EXCERPT PROVIDED:

ALBUM REVIEWS


Carlton Patterson & King Tubby
BLACK & WHITE IN DUB
HOT POT / COOKING VINYL 7.5.07
@www.vanguard-online.co.uk



For some people their music career, however long in the tooth they feel towards its end, is only a small part of a life. Carlton Patterson spent about fifteen years in the music business, a long time by any standards but a small part of an adult life. Beginning his working life as an industrial pharmacist (and not the kind of pharmaceuticals normally associated with musicians….) but dropping it once he was rubbing elbows with the likes of legendary mixing engineer King Tubby, he now runs a construction business.

And during that decade or so he became a ‘beknown’, as they say in Jamaica, producer. The system of the time was that the producer would assemble the record by hiring in a rhythm section (and Sly Dunbar, Robbie Shakespeare were among the best, with Ansell Collins organ adding class to the rhythm too), then he’d get a vocalist to add the tune and away he went. Rhythms would get reused and recycled over and over with minor variations and smash hits would sell thousands in a week or two before being replaced by the next thing. Every A-side needed a B-side and that’s where this disc comes in. King Tubby reworked those hits into a B-side for each, dubbing madly. Fades, drop-outs, twists, hi-hat additions, congos, echo applied, melodica or horns taped on, bleeps and all sorts were pushed to the master rhythm tape till a new shape emerged. Add to that the odd cheeky rip off lick (like the line of Old Man River in Watchman Dub) and it adds up to quite a lot of fun. Not out and out mad fun like others such as Scientist or Lee Scratch Perry (viz Perry’s insane Cow Cow Skank – go on, guess the predominant sound…….) but always worth flipping the disc for.

Patterson’s work is rarely heard these days outside the obsessive collector fraternity so this is a welcome release for fans of dub’s mightiest period (late seventies to early eighties). For Patterson it must be nice to look back twenty-five years to one of the creative high-periods of Jamaican music.

Point-per-instance localization data:
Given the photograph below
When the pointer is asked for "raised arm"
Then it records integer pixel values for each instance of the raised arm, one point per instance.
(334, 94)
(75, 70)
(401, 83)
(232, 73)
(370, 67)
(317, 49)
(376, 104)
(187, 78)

TASK INSTRUCTIONS:
Reproduce the passage of the album review above, starting at "Carlton Patterson &" and ending at "a construction business.".

EXERCISE ANSWER:
Carlton Patterson & King Tubby
BLACK & WHITE IN DUB
HOT POT / COOKING VINYL 7.5.07
@www.vanguard-online.co.uk



For some people their music career, however long in the tooth they feel towards its end, is only a small part of a life. Carlton Patterson spent about fifteen years in the music business, a long time by any standards but a small part of an adult life. Beginning his working life as an industrial pharmacist (and not the kind of pharmaceuticals normally associated with musicians….) but dropping it once he was rubbing elbows with the likes of legendary mixing engineer King Tubby, he now runs a construction business.